* begin Dataset content *
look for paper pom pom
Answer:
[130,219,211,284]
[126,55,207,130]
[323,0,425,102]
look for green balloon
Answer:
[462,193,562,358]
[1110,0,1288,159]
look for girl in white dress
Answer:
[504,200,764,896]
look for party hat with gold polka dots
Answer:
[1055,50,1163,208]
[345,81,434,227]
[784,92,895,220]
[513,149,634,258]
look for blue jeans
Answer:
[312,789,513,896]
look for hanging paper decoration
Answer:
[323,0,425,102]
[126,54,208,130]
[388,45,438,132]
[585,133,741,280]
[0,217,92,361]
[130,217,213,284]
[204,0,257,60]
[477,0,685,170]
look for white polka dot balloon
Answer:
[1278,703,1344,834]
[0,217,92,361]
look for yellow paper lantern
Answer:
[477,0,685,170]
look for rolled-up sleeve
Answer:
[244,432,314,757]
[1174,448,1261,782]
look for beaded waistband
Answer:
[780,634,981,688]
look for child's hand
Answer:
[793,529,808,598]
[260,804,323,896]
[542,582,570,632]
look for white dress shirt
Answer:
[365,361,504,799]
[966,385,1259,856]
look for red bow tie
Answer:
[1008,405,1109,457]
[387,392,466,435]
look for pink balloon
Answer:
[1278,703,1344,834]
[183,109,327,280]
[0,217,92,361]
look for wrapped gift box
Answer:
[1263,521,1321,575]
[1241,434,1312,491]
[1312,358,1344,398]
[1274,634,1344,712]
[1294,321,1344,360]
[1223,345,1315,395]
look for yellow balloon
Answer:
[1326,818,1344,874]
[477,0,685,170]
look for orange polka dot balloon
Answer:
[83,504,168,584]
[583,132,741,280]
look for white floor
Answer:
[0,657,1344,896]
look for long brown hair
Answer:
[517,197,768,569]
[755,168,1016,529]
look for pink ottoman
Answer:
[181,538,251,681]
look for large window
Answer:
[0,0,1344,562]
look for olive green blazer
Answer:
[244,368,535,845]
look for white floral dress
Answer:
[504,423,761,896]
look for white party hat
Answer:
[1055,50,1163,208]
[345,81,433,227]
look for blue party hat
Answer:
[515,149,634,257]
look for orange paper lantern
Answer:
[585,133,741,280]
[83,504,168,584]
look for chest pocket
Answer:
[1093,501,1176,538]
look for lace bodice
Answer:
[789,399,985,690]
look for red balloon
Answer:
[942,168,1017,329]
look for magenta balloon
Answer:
* end Dataset content *
### Exercise
Reproduce the lines verbatim, starting at the line containing "look for wrapped gift box" and ending at the line containing "[504,423,761,896]".

### Correct result
look for wrapped gift box
Answer:
[1263,521,1321,575]
[1241,434,1312,491]
[1312,358,1344,398]
[1274,634,1344,712]
[1294,321,1344,360]
[1223,345,1315,395]
look for yellow balloon
Answer:
[1326,818,1344,874]
[477,0,685,170]
look for orange polka dot balloon
Answer:
[83,504,168,584]
[583,132,741,280]
look for white floor
Answer:
[0,657,1344,896]
look for long brown hair
Answer:
[517,197,768,569]
[755,168,1016,529]
look for pink ottoman
Answer:
[181,538,251,681]
look for large window
Answer:
[0,0,1344,562]
look for olive green blazer
Answer:
[244,368,535,845]
look for white floral dress
Answer:
[504,423,761,896]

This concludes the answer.